### Problem statement:
Among the entries, which lines carry the string "wire"? Copy every one.

***** Data to process *****

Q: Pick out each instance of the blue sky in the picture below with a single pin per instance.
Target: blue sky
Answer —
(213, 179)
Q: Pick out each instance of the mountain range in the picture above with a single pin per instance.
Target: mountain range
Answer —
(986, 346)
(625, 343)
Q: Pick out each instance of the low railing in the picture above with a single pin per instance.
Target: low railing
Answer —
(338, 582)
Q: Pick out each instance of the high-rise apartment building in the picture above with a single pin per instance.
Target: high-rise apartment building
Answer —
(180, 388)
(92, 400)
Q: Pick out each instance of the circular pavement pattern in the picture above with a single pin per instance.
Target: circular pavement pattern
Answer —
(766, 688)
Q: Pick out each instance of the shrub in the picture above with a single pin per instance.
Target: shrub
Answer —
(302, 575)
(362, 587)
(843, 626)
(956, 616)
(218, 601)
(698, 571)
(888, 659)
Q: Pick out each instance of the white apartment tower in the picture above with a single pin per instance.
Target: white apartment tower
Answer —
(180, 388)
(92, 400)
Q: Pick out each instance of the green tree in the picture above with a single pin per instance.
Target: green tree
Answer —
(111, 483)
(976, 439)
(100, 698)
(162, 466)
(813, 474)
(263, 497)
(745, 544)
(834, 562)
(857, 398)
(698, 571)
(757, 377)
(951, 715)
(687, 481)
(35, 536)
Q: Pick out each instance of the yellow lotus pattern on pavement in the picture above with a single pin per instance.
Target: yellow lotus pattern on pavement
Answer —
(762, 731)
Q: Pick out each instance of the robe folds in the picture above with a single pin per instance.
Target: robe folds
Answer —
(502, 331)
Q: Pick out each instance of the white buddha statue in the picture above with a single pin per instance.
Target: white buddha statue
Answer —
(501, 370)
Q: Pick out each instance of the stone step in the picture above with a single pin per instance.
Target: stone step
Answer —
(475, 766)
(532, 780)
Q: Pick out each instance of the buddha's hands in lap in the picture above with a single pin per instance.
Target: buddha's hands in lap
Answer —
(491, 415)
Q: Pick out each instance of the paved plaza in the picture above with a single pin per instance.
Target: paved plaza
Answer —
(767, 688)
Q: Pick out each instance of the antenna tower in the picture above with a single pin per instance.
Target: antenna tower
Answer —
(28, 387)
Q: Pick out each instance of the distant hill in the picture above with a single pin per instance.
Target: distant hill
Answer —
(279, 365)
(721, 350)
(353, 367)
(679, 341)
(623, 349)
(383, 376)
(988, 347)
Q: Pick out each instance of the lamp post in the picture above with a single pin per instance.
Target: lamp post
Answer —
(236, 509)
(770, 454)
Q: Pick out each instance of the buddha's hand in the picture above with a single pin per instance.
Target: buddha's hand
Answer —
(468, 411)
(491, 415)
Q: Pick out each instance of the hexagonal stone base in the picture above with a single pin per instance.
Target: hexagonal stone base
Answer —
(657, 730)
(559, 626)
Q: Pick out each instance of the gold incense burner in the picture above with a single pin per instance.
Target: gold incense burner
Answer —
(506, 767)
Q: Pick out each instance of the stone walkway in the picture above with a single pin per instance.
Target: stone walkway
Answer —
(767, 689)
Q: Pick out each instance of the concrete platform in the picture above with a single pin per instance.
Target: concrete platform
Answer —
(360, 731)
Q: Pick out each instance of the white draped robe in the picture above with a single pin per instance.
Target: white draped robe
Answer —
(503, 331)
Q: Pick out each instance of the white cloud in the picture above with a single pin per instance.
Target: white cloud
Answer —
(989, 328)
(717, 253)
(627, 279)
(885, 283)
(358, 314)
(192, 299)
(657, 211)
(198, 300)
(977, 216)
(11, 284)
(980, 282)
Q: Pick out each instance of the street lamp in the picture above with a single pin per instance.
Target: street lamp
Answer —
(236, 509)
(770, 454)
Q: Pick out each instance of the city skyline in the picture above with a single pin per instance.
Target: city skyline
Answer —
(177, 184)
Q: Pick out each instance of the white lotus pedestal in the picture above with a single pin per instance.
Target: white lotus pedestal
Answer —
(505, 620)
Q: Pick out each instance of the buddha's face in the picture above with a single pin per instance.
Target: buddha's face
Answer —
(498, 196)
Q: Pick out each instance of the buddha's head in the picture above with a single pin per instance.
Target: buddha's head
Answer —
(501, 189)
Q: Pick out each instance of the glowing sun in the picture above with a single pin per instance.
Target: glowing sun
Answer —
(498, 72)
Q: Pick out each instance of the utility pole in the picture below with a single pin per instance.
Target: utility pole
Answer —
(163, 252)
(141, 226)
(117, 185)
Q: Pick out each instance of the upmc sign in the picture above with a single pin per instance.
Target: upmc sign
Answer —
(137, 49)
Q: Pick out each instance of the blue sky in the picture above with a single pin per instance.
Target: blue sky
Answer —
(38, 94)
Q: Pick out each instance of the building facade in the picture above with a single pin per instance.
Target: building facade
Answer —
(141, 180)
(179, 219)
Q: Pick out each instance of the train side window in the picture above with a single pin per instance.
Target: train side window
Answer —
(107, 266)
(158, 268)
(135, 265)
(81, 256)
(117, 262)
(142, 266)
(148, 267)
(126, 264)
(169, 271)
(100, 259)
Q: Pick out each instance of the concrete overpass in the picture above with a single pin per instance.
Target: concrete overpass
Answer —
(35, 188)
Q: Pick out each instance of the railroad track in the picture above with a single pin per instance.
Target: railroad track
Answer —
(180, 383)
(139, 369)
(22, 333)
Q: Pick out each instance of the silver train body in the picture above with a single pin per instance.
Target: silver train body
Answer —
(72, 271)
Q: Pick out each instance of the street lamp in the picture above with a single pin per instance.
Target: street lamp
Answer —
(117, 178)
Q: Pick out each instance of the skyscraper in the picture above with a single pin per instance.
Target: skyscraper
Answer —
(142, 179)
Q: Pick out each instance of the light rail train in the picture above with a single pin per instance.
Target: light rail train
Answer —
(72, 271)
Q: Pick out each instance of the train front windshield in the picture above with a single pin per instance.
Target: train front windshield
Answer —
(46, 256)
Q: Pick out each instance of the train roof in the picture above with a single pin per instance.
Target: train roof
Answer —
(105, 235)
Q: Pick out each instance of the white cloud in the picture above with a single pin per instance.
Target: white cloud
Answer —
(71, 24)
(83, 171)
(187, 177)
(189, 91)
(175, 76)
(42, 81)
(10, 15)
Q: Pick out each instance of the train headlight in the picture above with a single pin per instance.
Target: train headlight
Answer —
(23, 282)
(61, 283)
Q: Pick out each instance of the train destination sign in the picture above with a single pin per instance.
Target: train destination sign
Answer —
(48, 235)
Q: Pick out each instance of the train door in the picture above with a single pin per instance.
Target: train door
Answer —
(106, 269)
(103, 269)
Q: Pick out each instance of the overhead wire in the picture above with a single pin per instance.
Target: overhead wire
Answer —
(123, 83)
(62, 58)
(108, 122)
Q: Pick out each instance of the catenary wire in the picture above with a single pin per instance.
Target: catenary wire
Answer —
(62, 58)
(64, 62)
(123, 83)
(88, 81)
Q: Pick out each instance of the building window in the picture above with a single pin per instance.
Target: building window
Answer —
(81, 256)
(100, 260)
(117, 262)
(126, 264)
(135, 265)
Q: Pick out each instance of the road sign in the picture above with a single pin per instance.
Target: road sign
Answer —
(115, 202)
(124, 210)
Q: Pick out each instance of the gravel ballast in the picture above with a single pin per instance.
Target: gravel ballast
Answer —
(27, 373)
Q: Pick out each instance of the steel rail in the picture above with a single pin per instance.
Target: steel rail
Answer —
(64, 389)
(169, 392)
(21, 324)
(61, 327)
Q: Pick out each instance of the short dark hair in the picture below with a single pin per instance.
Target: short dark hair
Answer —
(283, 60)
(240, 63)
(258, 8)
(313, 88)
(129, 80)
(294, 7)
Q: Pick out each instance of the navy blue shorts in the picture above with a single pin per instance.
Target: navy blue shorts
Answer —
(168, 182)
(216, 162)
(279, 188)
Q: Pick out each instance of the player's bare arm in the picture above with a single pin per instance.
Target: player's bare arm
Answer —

*****

### Exercise answer:
Q: Pick out each instance of the overhead wire in the picture above with a single pin per instance.
Target: overhead wire
Q: Pick out each instance of the catenary wire in the picture above with a single pin per instance.
Target: catenary wire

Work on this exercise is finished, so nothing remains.